- _Text zur Durchsicht_:
····················
Der vor 50 Jahren gestorbene Bert Brecht forderte, der Rundfunk solle als Kommunikations-, nicht nur als Distributionsapparat genutzt werden. Das war in den 30er Jahren.
Mehr als siebzig Jahre Lärm später - erst kamen die Bomben, dann die Dauerbeschallung - ist Brechts Traum wahr geworden. Fast. Das Netz funkt zurück, in den Sendeanstalten geht die Angst vor der Entmachtung um. Zu Recht.
Nicht nur via Netz und Quote, auch sonst ist der User/Leser/Zuschauer plötzlich wichtiger geworden. Indes, die neue Zeit findet zunächst überwiegend in den Printmedien statt. Was wir als Zwischenstadien erleben, ist zugegebenermaßen manchmal etwas unappetitlich, ich denke an die BILD-Leserreporter, die Promis im Urlaub auflauern, auf dass deren Glanz auf sie abfärbe.
Aber selbst Journalisten wie Johan Hufnagel, stellvertretender Chefredakteur der französischen Libération, die einst wie die taz als Kollektiv anfing, Hufnagel also schwört schon seit 1995 auf sein "Forum", das Lesern mehr Raum als andere Zeitungen für Meinungsäußerung anbietet.
Inzwischen veröffentlicht Hufnagel auch Fotos, die Leser von diversen Ereignissen geschossen haben. Und verteidigt dies so: "Wir bringen sonst nur Bilder aus Paris, denn in der Provinz haben wir kaum Korrespondenten. Und es stimmt einfach nicht, über einen nationalen Aktionstag mit Demos nur die Ausschreitungen abzubilden und nicht das, was die meisten Menschen erlebt haben: fröhliche, farbenprächtige Demos mit witzigen Slogans zum Beispiel."
Das Phänomen wird "Bürgerjournalismus“ genannt, die Medien reflektieren dessen Ausmaße bislang eher mit einem abwertenden Unterton (siehe Tagesspiegel vom 13.9.06). Anders 'lese' ich diese Tatsache: Nicht nur Privatpersonen, auch Zeitungen haben ihren WebLog. In Deutschland, erzählen sich Medienwissenschaftler, werde die WebLog-Parallelausgabe des Trierischen Volksfreund häufiger angeklickt als die Zeitung selbst. Hintergrund: Die Redakteure stellen auch ihre Cutouts hier ein, kommentierten mit Meinung, und genau das werde gesucht: Meinung, nicht formatierte Info, die oft einer nicht kenntlichen Verlegermeinung folge. Soweit die Medienwissenschaftler.
····················
- _Einträge im Auszug_:
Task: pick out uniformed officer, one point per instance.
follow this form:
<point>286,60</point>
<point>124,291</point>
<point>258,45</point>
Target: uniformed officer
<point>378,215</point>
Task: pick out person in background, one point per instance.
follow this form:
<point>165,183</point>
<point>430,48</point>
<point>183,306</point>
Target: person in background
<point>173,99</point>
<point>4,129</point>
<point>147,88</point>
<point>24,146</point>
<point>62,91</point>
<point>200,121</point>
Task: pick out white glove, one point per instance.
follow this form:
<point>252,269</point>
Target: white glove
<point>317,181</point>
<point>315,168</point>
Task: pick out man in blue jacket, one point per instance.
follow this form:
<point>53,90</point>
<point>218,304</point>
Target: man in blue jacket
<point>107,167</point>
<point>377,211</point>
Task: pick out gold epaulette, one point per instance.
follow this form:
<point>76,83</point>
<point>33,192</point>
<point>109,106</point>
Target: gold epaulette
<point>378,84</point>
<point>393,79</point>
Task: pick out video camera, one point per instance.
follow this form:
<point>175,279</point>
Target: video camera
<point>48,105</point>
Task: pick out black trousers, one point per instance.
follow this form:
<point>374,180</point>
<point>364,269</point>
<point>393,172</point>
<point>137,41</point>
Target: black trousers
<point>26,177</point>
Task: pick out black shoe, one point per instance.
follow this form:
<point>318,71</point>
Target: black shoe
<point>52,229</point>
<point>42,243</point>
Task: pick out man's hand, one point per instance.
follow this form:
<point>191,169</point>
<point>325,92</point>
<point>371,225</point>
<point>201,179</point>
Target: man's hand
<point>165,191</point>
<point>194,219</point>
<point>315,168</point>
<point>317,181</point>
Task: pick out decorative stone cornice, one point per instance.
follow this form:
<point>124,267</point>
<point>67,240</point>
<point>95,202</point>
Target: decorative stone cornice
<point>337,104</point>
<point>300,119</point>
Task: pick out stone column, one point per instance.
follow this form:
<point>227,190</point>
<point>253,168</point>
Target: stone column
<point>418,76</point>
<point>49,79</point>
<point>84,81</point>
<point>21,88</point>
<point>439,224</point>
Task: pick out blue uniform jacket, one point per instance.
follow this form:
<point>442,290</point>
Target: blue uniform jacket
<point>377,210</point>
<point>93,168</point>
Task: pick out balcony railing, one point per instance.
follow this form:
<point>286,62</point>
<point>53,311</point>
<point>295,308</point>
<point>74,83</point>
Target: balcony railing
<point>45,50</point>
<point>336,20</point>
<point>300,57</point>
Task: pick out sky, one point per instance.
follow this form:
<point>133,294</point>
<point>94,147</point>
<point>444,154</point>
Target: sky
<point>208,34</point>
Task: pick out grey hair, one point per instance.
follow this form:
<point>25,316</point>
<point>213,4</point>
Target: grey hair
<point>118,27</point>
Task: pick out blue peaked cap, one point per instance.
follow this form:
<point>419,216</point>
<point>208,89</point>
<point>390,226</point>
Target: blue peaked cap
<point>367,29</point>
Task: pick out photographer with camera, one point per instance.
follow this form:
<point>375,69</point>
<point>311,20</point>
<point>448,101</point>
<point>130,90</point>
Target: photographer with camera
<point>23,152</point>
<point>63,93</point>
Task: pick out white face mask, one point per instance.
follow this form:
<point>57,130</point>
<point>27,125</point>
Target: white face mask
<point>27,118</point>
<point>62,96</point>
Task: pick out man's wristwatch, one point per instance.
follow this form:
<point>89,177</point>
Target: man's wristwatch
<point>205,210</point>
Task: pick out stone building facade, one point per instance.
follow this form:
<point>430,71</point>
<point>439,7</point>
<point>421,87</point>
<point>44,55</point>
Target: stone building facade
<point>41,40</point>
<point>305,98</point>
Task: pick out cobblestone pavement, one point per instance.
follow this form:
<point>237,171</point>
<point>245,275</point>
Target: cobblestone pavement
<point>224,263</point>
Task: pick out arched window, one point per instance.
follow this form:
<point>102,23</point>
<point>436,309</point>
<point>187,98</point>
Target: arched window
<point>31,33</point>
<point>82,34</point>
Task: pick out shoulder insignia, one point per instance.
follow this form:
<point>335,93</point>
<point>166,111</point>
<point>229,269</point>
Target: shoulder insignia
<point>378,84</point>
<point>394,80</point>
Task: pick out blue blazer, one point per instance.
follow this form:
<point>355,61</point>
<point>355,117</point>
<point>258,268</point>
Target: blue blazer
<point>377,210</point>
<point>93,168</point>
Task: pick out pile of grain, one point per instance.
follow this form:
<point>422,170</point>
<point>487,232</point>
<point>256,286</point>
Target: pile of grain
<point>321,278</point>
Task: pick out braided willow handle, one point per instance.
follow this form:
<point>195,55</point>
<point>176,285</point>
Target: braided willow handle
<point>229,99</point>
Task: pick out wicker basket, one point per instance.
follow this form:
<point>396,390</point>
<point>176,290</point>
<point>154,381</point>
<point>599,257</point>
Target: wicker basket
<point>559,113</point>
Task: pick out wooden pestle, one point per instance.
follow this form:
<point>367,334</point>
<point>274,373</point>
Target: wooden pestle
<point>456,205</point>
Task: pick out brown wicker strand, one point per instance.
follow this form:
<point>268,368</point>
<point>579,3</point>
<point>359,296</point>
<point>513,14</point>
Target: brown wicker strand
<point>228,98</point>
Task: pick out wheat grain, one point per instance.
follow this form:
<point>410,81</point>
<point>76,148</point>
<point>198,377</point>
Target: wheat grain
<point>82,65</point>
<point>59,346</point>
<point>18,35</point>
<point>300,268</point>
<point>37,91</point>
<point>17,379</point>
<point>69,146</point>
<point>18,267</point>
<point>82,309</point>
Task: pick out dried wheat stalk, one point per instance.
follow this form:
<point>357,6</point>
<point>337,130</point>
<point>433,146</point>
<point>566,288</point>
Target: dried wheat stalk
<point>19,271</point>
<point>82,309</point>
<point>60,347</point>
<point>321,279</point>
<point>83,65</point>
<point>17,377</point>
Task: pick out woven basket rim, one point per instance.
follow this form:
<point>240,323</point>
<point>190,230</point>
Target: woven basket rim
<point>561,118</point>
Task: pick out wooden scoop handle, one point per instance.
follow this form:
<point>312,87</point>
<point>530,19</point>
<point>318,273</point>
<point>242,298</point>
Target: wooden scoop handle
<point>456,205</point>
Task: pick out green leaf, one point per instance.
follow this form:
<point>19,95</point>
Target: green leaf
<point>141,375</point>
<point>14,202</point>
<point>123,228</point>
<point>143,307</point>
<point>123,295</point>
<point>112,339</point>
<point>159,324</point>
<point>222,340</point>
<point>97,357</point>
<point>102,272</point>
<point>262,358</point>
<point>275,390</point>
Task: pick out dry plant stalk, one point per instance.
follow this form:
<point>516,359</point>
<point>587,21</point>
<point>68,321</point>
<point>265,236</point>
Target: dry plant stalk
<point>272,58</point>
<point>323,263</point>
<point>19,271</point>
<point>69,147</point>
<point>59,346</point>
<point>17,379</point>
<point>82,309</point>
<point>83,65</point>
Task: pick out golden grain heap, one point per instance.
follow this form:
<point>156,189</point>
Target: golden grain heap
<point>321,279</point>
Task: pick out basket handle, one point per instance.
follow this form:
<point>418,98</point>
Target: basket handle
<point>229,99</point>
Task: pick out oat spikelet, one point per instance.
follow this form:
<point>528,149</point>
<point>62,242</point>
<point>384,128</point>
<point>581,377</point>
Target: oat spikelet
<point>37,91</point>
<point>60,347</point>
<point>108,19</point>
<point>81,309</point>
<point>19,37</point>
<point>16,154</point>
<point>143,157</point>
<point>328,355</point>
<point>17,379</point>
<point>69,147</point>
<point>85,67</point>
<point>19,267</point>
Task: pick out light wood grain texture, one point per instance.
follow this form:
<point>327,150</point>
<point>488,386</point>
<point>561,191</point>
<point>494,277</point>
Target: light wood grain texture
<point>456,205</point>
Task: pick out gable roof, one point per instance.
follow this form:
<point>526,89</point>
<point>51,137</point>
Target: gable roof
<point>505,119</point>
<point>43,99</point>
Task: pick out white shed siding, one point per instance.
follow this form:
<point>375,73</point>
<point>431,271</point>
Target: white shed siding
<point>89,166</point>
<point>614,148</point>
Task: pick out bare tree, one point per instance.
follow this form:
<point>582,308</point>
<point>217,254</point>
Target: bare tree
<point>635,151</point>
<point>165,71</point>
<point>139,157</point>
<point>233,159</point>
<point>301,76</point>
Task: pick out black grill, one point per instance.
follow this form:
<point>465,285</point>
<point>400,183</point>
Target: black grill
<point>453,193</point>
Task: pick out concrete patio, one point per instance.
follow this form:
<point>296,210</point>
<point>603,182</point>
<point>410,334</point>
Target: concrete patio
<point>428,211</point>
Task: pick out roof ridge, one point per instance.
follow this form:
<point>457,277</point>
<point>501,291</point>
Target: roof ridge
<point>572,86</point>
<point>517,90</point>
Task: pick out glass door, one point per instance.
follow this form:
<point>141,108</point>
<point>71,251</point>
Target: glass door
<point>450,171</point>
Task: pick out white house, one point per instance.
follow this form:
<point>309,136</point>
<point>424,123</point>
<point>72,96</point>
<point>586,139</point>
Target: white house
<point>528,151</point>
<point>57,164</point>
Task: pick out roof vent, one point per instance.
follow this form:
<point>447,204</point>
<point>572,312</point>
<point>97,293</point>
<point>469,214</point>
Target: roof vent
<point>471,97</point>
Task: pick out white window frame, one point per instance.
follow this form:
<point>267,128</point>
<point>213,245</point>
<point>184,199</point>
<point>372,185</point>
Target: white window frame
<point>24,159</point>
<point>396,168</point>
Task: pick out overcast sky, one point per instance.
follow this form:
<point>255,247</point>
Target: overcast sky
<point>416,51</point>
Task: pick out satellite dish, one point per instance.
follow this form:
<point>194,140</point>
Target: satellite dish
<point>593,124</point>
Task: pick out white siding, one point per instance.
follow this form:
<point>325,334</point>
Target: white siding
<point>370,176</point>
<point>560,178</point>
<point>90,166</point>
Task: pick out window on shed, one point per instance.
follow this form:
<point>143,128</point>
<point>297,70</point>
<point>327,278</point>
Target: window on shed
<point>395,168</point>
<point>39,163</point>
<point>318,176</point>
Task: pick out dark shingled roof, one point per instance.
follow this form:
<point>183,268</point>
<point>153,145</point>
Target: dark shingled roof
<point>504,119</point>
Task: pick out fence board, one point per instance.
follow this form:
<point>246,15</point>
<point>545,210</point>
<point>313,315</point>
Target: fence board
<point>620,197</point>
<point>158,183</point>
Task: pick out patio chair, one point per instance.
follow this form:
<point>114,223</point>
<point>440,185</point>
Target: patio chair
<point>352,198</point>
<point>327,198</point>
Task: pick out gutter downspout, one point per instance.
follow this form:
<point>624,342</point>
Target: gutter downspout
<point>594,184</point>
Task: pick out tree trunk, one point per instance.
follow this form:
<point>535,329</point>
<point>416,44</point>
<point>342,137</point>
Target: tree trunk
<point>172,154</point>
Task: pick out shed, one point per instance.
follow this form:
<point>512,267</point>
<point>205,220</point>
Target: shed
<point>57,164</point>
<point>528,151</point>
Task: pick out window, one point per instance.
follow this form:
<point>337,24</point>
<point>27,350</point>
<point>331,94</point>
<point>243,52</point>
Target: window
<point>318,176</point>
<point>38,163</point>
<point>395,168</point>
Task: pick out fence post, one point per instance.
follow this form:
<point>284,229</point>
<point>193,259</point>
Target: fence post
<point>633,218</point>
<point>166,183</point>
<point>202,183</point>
····················
- _Aufgabe A_: Wiederholen Sie aus dem Text über Bürgerjournalismus wortgetreu alles von „Mehr als siebzig“ bis hinunter zu „für Meinungsäußerung anbietet.“.
- _Aufgabe B_: Welche Stellung hat Johan Hufnagel laut dem Text über Bürgerjournalismus?
- _Aufgabe C_: Führen Sie den Text über Bürgerjournalismus im Anschluss an seinen letzten Satz weiter.

- _Antwort A_:
Mehr als siebzig Jahre Lärm später - erst kamen die Bomben, dann die Dauerbeschallung - ist Brechts Traum wahr geworden. Fast. Das Netz funkt zurück, in den Sendeanstalten geht die Angst vor der Entmachtung um. Zu Recht.
Nicht nur via Netz und Quote, auch sonst ist der User/Leser/Zuschauer plötzlich wichtiger geworden. Indes, die neue Zeit findet zunächst überwiegend in den Printmedien statt. Was wir als Zwischenstadien erleben, ist zugegebenermaßen manchmal etwas unappetitlich, ich denke an die BILD-Leserreporter, die Promis im Urlaub auflauern, auf dass deren Glanz auf sie abfärbe.
Aber selbst Journalisten wie Johan Hufnagel, stellvertretender Chefredakteur der französischen Libération, die einst wie die taz als Kollektiv anfing, Hufnagel also schwört schon seit 1995 auf sein "Forum", das Lesern mehr Raum als andere Zeitungen für Meinungsäußerung anbietet.

- _Antwort B_: Er ist stellvertretender Chefredakteur der französischen Libération.

- _Antwort C_:
Das Output des geneigten Publikums wird auch vom Hörfunk aufgenommen. Samstags sendet Inforadio (rbb) die Sendung "Druck und Blog", ein fester Programmplatz, in dem in der "Presseschau" zur Weltpolitik aus WebLogs ztitiert wird. Hier kommen zur besten Haushaltssendezeit (13.45 Uhr) aber auch Fachleute zu Wort, die über die Veränderung der Medien durchs Zurückfunken nachdenken: Die Deutungshoheit der Wirklichkeit sei das erste, was die Medien einbüßten, habe ich gerade noch gehört, als ich zufällig auf die Sendung gestoßen bin.
Die "Bürgerjournalisten" genannten Laien werden immer mehr Output liefern. Wie können die etablierten Medien kontern? Auf den gestern zuende gegangenen Münchener Medientagen, die eine Kollegin besucht hat, sei das Credo gewesen: Die Journalisten müssen noch mehr arbeiten. Man ging unhinterfragt davon aus, dass Journalisten die bessere Qualität abliefern würden. Die freien Journalisten im Saal kommentierten das indes so: "Wir arbeiten längst mehr, da ist keine Luft mehr drin. Wir brauchen nach einem Jahrzehnt reeller Honorareinbußen endlich wieder eine bessere Bezahlung." (Danke, Annette.)
Es scheint die alte Frage nach Henne und Ei zu sein. Wer hat das Geld, wer zahlt für Qualität (oder doch nur für Masse) und wo fließt es hin?
Kommenden Montag wird Libération möglicherweise nicht ausgeliefert. Die Druckereien blockieren, denn sie haben seit dem Sommer kein Geld gesehen. Die Zeitungskrise ist ein anderer Aspekt unseres veränderten Umgangs mit Informationen. Und sie bedroht zu allererst die Kleinen. Fortsetzung folgt.
@ Marwan: Vielleicht solltest du die taz doch nicht abbestellen, schreib lieber der Redaktion, was dich nervt.